Work instructions –
1. In the passage about hiding the kitchen in a closet, what kind of boxes were in Trombone's bedroom closet?
2. From the passage about hiding the kitchen in a closet, transcribe the stretch from "My plans, foiled!" through "out of luck.".

Source passage –
****************************************
By the time we got to the 2nd floor, a hairpin corner and another flight of stairs looming, SA had almost changed his tune about making it a surprise. We decided to try hiding it in Trombone’s own closet in his bedroom because it, too, only contained boxes (in this case, boxes of cassette tapes) that could easily be moved out and up into our now empty closet.
My plans, foiled! The closet is once again full!
However, with some de and re-hingeing of the closet doors, we did manage to jam the kitchen into his bedroom closet and then jam the doors shut after it. Assuming he doesn’t try to open the closet, we should be golden. Actually even if he does try to open the closet, he will be shit out of luck.
It was through this great movement of boxes and boxes and boxes and emptying of closets, though, that I came across our box of Christmas stuff and did proceed yesterday to use it as a fun, rainy day activity. We have now decorated our living room walls and surfaces with various child-safe items because this year, with the crawling baby and the limit-testing toddler, is not a Christmas Tree Year. I’m glad, actually that we decorated because I love Christmas lights and I love decorations and Trombone does too. We had a lot of fun.
****************************************
Given data –
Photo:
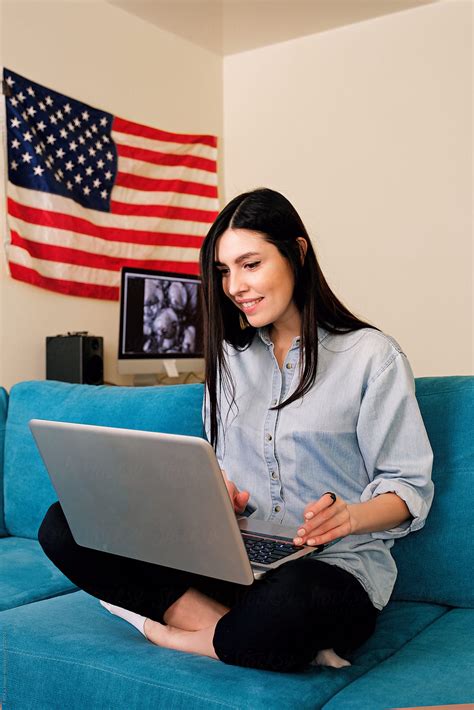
****************************************
Answers to this exercise –
1. Boxes of cassette tapes.

2.
My plans, foiled! The closet is once again full!
However, with some de and re-hingeing of the closet doors, we did manage to jam the kitchen into his bedroom closet and then jam the doors shut after it. Assuming he doesn’t try to open the closet, we should be golden. Actually even if he does try to open the closet, he will be shit out of luck.